** start of Records supplied **

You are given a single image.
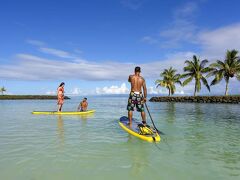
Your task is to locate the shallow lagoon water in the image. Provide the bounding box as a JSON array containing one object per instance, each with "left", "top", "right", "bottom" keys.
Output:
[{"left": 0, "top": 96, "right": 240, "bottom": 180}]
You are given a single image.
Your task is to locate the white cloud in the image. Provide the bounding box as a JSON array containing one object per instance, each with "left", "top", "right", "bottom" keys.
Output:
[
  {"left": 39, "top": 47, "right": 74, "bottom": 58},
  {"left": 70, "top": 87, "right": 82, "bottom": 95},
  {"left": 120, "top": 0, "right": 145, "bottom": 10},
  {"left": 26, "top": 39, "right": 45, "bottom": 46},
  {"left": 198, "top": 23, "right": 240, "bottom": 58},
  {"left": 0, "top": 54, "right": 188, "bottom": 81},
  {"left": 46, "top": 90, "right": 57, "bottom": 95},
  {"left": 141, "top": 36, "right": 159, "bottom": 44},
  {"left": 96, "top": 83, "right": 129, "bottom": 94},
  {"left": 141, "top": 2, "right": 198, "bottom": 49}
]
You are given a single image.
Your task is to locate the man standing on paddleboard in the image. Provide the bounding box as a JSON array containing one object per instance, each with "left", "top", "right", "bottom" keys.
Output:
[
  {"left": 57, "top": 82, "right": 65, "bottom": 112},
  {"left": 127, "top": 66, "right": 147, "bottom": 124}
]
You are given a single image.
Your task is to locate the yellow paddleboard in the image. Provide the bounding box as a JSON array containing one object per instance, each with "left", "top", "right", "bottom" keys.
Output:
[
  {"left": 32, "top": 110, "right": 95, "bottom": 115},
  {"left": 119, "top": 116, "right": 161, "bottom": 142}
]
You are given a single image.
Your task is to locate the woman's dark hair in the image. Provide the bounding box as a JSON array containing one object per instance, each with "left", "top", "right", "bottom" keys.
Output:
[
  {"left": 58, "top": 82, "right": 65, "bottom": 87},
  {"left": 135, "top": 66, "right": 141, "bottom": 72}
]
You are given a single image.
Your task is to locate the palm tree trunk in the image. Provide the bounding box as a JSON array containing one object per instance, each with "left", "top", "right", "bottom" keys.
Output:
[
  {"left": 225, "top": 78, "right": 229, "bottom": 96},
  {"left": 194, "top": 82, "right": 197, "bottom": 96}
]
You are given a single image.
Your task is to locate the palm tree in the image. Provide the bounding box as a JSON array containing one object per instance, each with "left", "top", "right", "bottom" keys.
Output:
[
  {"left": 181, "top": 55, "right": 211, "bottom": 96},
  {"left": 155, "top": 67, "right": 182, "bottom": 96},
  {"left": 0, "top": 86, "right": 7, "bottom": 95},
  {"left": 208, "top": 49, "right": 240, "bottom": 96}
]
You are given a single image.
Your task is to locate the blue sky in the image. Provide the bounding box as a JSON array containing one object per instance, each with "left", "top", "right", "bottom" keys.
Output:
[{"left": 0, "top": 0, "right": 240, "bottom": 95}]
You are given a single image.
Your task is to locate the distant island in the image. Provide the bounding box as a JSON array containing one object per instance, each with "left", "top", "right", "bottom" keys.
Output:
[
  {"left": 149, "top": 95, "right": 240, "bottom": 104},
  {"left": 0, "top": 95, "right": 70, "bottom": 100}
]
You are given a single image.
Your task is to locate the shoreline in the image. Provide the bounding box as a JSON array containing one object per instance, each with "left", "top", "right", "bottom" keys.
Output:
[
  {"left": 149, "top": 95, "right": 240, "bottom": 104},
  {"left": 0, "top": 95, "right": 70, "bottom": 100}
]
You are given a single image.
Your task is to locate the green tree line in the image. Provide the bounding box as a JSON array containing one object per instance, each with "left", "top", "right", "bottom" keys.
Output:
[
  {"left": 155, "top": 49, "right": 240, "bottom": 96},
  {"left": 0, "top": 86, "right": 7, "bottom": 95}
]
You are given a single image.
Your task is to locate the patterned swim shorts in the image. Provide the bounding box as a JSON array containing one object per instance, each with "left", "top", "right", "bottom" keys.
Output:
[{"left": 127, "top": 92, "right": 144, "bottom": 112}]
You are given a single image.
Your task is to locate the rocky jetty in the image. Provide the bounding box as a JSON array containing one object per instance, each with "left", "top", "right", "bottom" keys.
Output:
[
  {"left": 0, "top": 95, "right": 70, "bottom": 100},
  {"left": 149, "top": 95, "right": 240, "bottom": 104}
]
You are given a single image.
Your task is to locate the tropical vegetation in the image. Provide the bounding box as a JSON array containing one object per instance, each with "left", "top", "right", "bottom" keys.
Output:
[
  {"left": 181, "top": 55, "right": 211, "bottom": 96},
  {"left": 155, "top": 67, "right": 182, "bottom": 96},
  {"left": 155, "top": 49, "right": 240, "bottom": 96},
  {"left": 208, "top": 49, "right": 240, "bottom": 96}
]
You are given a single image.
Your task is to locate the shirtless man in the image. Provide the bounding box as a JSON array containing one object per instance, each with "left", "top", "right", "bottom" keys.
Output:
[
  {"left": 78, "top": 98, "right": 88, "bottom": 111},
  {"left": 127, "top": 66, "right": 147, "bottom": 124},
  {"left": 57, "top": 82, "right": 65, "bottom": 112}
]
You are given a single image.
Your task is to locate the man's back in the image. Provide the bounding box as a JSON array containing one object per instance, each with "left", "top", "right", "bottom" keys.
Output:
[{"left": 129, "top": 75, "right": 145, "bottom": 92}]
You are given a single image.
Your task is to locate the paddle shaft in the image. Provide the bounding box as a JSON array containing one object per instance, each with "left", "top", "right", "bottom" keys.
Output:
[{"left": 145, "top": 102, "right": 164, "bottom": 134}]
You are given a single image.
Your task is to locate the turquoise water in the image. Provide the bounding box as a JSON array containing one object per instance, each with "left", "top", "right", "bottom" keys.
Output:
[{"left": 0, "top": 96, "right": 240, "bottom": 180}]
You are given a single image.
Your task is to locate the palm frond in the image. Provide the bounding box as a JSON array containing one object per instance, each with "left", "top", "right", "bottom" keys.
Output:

** end of Records supplied **

What the task requires: Filter the items above down to every line that contains the string "paddleboard", and copy each of those lines in full. The match is case-sensitive.

Response below:
Your task is to locate the man standing on paddleboard in the image. Provide the bounding box as a JSON array containing one object per instance, each with "left", "top", "right", "bottom" keys.
Your task is to locate the yellow paddleboard in the image. Provide the bounding box as a JSON array containing one object per instance, each with "left", "top", "right", "bottom" keys.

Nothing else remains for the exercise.